══ ТЕКСТОВЫЙ БЛОК ══

О духовном «насилии» над истиной в социально-образовательном дискурсе

Платон мне друг, но истина дороже.
Аристотель

[46]

Основным творцом своего духовного мира является сам человек. Но без того «материала», который ему для этого дает общество, он не произвел бы ни своего творения, ни себя как творца. С каким же «материалом» человек имеет здесь дело? Коль скоро речь идет о насилии, то оставим пока в стороне всё то добродетельное, что столь очевидно не чинит препятствий в таком благостном деле как одухотворение человеком своего бытия.

Для того чтобы разобраться в нашей теме, прежде всего надо обратить внимание на сложную и противоречивую роль, которую в духовной жизни играют такие элементы как предрассудок, суеверие, миф, вера, мнение, сомнение, призрак, иллюзия, фантасмагория, фетиш, мания, мечта, обман, самообман, заблуждение, гипотеза, сплетни, дезинформация и всё то прочее, что можно условно объединить под одним обобщающим понятием «ложь» и представить в виде различных форм «насилия» над истиной. Все эти элементы объективно существуют в человеческой жизни, в той или иной мере пронизывают все сферы духовного бытия и играют характерную им (положительную или отрицательную) роль в восприятии человеком самого себя и других людей.

Если давать общую характеристику этим формам духовного «насилия» над истиной, не вдаваясь в причины их возникновения, то можно сказать, что все они представляют собой те или иные искажения прямых возможностей и ограничения различных степеней свободы, которую истина, согласно своей логике внутреннего развития, всегда стремится реализовать в нашем сознании в наиболее полном виде. [47] Если истина не имеет достаточной для нее свободы в нашем духовном мире, то она не способна быть и внутренним источником для саморазвития нашего разума, не способна культивировать разумное начало. В таких условиях истощенный разум, утратив внутренние силы, становится легкой добычей для интеллектуальных манипуляций, в которые нас порою вовлекает отчасти иррациональная жизнь.

В процессе социально-образовательного дискурса между участниками по разным причинам могут возникать как симпатии, так и антипатии, — как дружеские, так и неприятельские отношения, которые, так или иначе, влияют на образовательный процесс, в том числе и на восприятие истины. Как же соотносятся в своих точках соприкосновения дружба и истина? Почему в одних сферах пересечения они гармонично сочетаются и взаимно усиливаются, а в других — наращивают потенциал противостояния, опрокидывающий все ранее достигнутое, чтобы затем начать новые поиски в обретении утраченной гармонии? Почему вообще может возникать ситуация «насилия» над истиной в зависимости от дружественных или враждебных отношений между людьми? Прежде всего, надо отметить, что генеалогическая картина насилия дружбы над истиной позволит нам увидеть общий контур «силового поля», в котором реализуется данное насилие. Здесь следует хотя бы кратко рассмотреть феноменальность «другого».

═══
══ ФРАГМЕНТЫ ДАННЫХ ══

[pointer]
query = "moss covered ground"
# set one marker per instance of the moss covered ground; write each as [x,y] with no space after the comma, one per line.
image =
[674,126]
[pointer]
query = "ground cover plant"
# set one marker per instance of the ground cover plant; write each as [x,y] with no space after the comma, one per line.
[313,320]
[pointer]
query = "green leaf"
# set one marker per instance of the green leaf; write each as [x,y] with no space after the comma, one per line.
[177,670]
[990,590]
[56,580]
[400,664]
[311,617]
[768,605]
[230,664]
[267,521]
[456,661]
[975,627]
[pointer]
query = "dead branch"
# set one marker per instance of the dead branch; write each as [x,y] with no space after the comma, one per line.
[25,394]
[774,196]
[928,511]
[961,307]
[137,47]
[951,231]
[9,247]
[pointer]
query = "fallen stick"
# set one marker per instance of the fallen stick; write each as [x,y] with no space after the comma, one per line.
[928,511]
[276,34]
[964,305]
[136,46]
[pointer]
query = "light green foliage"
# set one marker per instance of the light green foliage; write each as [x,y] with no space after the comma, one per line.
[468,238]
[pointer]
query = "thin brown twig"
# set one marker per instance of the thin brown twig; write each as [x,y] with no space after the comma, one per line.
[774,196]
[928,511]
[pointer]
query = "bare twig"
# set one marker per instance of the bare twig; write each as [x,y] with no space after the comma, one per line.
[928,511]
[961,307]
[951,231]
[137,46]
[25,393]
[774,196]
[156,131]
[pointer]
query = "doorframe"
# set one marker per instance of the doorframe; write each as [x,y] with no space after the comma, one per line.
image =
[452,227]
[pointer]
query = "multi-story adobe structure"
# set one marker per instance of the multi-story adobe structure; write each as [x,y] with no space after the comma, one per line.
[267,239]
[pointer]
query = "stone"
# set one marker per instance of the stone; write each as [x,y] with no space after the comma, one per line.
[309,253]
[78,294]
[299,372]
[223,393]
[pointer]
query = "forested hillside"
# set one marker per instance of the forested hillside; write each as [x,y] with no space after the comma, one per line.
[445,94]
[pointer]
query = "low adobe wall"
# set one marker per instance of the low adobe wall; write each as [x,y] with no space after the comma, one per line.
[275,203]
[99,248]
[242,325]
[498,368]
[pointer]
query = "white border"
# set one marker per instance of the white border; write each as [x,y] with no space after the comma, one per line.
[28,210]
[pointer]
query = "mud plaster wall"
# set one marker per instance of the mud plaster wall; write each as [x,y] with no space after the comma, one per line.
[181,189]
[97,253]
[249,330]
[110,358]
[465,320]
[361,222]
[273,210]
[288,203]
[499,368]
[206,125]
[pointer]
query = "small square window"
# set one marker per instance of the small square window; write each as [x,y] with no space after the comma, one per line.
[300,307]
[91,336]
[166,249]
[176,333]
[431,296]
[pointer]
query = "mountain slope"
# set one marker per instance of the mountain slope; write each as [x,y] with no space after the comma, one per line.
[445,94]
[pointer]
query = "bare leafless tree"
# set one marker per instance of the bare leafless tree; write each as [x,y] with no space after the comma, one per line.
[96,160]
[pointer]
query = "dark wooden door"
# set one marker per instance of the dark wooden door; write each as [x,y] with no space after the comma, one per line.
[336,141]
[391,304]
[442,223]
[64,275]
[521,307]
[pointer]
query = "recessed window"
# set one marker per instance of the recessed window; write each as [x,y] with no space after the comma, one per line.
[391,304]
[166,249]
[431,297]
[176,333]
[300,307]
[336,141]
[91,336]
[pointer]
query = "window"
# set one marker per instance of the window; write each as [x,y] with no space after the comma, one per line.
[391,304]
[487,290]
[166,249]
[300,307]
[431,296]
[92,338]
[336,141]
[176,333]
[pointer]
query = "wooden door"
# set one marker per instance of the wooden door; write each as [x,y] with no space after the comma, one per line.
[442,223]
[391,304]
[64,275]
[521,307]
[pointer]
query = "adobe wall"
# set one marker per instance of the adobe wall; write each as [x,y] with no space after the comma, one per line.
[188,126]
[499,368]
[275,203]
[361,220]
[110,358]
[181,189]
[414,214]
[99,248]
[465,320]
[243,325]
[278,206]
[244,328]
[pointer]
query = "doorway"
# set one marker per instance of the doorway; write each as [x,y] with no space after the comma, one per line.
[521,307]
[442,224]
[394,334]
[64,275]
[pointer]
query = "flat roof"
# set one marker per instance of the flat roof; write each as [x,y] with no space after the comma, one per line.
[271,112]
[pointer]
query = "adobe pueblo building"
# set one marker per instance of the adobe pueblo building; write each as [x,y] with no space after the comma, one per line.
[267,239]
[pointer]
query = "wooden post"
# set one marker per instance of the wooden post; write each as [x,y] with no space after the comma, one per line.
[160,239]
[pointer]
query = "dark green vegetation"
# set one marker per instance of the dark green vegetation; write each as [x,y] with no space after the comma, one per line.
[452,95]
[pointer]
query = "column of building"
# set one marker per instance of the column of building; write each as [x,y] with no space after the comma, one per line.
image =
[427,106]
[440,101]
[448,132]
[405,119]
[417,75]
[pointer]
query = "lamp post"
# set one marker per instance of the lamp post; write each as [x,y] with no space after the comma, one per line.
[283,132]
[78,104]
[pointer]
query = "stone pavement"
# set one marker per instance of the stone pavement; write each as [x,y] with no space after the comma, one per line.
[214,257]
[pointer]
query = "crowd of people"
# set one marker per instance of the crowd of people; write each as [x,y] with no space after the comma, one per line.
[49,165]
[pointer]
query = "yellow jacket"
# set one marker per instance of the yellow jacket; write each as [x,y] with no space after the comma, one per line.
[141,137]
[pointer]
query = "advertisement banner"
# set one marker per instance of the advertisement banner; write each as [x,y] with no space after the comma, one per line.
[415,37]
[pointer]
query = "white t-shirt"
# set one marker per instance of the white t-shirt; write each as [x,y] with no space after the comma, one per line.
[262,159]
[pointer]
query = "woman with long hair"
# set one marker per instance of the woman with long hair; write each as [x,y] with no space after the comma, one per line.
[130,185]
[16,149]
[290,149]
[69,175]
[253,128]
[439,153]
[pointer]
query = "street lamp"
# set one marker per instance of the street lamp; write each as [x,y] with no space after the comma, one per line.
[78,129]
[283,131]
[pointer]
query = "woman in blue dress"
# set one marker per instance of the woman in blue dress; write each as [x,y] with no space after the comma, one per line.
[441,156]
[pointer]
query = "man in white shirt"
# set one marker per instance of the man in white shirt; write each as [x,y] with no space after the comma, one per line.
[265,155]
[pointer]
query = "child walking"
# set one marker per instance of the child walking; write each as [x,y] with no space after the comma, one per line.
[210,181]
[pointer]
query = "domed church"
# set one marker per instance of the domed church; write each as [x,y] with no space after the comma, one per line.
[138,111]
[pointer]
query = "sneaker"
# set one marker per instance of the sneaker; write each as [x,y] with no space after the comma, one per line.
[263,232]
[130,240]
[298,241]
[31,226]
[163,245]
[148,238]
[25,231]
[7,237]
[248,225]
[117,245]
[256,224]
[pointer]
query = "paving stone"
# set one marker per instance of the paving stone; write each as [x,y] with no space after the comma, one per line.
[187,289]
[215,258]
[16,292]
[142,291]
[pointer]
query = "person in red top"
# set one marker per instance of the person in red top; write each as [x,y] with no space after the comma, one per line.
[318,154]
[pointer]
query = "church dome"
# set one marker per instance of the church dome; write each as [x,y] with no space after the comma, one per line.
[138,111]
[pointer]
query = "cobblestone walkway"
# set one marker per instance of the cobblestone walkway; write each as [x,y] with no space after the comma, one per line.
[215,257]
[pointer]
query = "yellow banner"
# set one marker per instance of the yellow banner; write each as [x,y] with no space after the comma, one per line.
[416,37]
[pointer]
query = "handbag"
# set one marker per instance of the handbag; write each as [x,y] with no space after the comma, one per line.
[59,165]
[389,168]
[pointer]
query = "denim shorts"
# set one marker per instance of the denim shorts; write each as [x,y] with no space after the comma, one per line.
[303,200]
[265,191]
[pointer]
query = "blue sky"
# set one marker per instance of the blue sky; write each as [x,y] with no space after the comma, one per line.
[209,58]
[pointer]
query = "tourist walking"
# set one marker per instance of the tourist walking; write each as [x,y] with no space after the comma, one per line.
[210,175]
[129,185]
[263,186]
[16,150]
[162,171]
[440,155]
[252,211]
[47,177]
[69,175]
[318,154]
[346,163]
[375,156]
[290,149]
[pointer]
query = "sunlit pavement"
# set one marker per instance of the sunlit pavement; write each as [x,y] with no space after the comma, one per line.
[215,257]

═══

ТРЕБОВАНИЯ
- a) Запишите дословно всё, что стоит в тексте о духовном «насилии» над истиной начиная со слов «Если давать общую» и вплоть до слов «отчасти иррациональная жизнь.».
- b) Продолжите текст о духовном «насилии» над истиной, начав сразу после его последнего предложения.

ОТВЕТЫ К ЗАДАНИЯМ
- a)
Если давать общую характеристику этим формам духовного «насилия» над истиной, не вдаваясь в причины их возникновения, то можно сказать, что все они представляют собой те или иные искажения прямых возможностей и ограничения различных степеней свободы, которую истина, согласно своей логике внутреннего развития, всегда стремится реализовать в нашем сознании в наиболее полном виде. [47] Если истина не имеет достаточной для нее свободы в нашем духовном мире, то она не способна быть и внутренним источником для саморазвития нашего разума, не способна культивировать разумное начало. В таких условиях истощенный разум, утратив внутренние силы, становится легкой добычей для интеллектуальных манипуляций, в которые нас порою вовлекает отчасти иррациональная жизнь.

- b)
Если попытаться выстроить коммуникационное поле социально-образовательного дискурса и все возникающие в нем отношения из феноменальности «другого», то надо исходить из того, что образ другого человека, воображаемый «другой» — это и есть та самая гипотетически конституируемая клеточка, которая затем прорастает в «фетиш» коллективного тела.

«Фетиш» коллективного тела, в котором овеществляется социально-образовательный дискурс, изначально конструируется как особый феноменальный результат «невидимых», воображаемых отношений одного человека к другому. Сначала этот фетишизированный облик не имеет никакого практического значения для дискурса, пока он лишь прорастает из феноменальности воображаемого «другого» вопреки всякой истине бытия. Он лишь наращивает особые символические значения, которые позволяет ему в дальнейшем становиться трансцендентно реальным в такой мере, что под сомнение можно будет поставить любого отдельного человека, противопоставляющего себя этому образу коллективного тела, ибо человек без своего врастания в этот воображаемый «фетиш» — это не человек, а живая тварь природы. Человек как ноумен — это и есть бренное, тварное существо 1. Ноумен выражает в человеке [48] его конечность и естественность, целиком погруженные в законы бытия. Феноменальность же показывает меру врастания человека в трансцендентное начало. Поэтому человек как феномен является множественным и бесконечным существом среди широкого разнообразия других людей.

Сопоставляя и сравнивая в человеке его значения как ноумена и феномена, можно отметить ряд важных для дискурса обстоятельств. Прежде всего, человек как ноумен существенно зависит от тех условий, которые объективно детерминируют его существование среди других людей, таких же, как и он. Для человека как феномена эта зависимость не имеет столь существенного значения, ибо он (как феномен) сам создает и выстраивает из этих зависимостей те или иные особо значимые объективные отношения, придавая им свой конкретный смысл и свою значимость. Эти объективно создаваемые отношения становятся коллективной «плотью» только тогда, когда они включаются в феноменальность «другого» человека, пронизывая последнего насквозь, вплоть до ноумена. Если эти отношения повисают в феноменальности воображаемого «другого» и не пронизывают последнего как ноумена (т. е. не реализуются в бытии «другого»), то они, по своей сути, являются иллюзиями, фантазиями, воображениями, мечтами того, кто их создает, т. е. они являются питательной почвой для осуществления различных искажений и ограничений в познании истины.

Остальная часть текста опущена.